MATERIAL SHOWN:
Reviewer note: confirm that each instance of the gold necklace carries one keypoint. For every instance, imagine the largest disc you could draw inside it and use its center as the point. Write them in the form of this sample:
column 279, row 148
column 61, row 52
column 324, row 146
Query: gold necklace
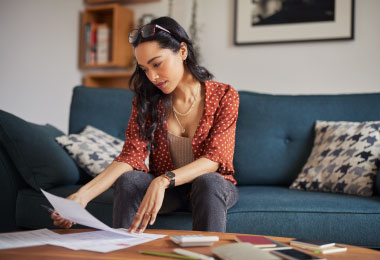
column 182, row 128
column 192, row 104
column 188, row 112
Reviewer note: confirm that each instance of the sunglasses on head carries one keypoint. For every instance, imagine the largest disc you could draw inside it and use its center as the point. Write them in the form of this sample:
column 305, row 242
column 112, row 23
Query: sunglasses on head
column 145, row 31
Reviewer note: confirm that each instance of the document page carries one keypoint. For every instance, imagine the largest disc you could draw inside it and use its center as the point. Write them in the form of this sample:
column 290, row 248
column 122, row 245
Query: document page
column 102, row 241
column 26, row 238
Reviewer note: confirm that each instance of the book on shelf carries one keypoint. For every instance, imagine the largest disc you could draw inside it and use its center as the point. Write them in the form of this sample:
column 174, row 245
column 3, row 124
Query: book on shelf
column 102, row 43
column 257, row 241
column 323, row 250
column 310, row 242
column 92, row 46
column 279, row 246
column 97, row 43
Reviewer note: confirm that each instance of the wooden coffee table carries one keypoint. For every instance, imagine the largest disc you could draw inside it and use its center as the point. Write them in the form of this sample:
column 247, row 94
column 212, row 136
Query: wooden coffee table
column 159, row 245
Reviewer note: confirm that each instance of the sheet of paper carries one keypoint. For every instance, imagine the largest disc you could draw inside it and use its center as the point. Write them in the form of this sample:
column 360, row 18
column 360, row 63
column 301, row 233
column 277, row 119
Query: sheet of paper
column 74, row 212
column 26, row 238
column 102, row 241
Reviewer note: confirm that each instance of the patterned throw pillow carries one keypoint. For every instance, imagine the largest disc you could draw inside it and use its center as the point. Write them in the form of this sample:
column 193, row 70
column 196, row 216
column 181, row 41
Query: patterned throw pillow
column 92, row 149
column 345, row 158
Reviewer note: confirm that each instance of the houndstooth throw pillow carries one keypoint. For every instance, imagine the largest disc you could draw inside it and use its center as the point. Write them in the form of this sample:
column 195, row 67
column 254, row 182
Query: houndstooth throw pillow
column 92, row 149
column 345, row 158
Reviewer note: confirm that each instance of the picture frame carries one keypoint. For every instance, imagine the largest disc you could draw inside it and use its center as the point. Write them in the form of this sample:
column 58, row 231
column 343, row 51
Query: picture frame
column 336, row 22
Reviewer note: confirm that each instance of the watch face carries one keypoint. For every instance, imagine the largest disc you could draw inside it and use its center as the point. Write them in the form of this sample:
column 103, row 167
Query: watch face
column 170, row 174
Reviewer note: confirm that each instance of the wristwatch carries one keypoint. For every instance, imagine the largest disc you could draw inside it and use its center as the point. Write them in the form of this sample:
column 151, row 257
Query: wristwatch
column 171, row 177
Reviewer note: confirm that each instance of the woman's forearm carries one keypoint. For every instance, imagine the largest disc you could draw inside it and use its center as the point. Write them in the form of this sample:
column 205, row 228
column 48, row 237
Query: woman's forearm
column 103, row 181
---
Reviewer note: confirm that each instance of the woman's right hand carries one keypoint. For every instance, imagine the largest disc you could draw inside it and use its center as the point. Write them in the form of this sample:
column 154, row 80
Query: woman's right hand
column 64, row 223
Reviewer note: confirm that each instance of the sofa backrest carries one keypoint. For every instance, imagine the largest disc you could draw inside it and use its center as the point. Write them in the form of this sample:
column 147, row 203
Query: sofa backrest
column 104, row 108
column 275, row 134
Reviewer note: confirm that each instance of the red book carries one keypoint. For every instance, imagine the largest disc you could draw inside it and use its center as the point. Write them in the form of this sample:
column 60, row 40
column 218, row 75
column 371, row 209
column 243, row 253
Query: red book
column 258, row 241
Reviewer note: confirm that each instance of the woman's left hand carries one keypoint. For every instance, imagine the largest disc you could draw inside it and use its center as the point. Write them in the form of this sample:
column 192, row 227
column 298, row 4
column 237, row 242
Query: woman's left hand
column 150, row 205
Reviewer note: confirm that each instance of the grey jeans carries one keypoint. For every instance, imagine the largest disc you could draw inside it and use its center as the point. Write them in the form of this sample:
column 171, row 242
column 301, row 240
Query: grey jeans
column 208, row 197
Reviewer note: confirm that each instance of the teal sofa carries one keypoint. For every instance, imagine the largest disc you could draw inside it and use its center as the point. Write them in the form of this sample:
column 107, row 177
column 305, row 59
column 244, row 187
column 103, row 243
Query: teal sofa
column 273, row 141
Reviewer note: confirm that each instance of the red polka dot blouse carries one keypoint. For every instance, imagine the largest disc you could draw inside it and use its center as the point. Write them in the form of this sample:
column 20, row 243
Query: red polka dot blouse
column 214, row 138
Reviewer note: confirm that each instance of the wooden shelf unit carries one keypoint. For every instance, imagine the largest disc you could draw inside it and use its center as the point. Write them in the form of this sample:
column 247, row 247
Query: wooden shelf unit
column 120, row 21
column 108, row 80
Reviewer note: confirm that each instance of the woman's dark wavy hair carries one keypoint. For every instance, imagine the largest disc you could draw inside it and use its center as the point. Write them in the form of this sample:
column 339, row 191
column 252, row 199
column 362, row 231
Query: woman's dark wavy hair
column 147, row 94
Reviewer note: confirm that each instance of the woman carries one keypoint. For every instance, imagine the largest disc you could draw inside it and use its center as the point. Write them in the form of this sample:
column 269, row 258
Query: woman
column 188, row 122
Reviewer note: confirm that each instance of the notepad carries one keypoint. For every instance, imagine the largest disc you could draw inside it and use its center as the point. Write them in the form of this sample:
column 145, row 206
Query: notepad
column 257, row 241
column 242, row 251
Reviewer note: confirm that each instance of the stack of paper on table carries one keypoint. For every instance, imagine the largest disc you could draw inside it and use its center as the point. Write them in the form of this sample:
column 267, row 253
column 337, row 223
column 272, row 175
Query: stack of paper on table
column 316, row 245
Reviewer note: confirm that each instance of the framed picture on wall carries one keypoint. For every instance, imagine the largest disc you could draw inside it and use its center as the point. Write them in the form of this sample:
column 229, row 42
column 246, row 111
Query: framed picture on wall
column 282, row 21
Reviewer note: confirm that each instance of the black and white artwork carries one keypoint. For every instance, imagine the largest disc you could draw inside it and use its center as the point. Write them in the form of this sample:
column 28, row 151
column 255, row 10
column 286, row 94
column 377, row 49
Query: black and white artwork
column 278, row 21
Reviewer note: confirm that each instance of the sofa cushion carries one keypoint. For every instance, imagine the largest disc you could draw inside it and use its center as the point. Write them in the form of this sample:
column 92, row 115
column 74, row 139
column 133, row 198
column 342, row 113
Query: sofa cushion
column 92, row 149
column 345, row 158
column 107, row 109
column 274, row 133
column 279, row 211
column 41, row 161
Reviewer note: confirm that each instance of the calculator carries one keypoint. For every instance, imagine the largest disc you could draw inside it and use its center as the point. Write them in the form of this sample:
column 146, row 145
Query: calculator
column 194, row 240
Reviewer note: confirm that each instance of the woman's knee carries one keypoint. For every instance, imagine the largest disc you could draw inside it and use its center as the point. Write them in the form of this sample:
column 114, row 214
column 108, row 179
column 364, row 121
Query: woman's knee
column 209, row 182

EXERCISE: Within the listing above, give again exactly every line from the line with "Reviewer note: confirm that each instance of the notepad" through the line with "column 74, row 139", both included, and no other line.

ANSWER BOX:
Reviewer note: confirm that each instance of the notepad carries one keypoint. For every instance, imagine the largest disc you could draw inside it and use its center as the point. Write them in the form of this sample:
column 145, row 206
Query: notepad
column 257, row 241
column 242, row 251
Reviewer note: confirm that each instance of the stack of paper on table carries one keypoint. For every instance, imagine the largest disc you could draw inside it and use its center as the point. Write them in the form of this sample:
column 267, row 253
column 337, row 223
column 272, row 175
Query: stack of paper on table
column 316, row 245
Reviewer note: confirm that each instance of the framed picture on wall carries one keypoint. For every instance, imagine the largest disc you could draw inside it and use its center as the point. Write them in the form of this sample:
column 229, row 42
column 246, row 111
Query: framed picture on wall
column 282, row 21
Reviewer note: confirm that each instance of the black and white artwork carries one keypoint. For every instance, imagine the largest disc you could draw inside it and use its center as the point. Write them in the form of this sample:
column 28, row 151
column 255, row 10
column 286, row 94
column 377, row 49
Query: black and white artwork
column 278, row 21
Reviewer note: confirm that each instance of the sofa cushion carries one keypoint. For every instance, imagine the largest disc you could draw inside it and use its center as the point. Write them in the form of this sample:
column 92, row 115
column 74, row 139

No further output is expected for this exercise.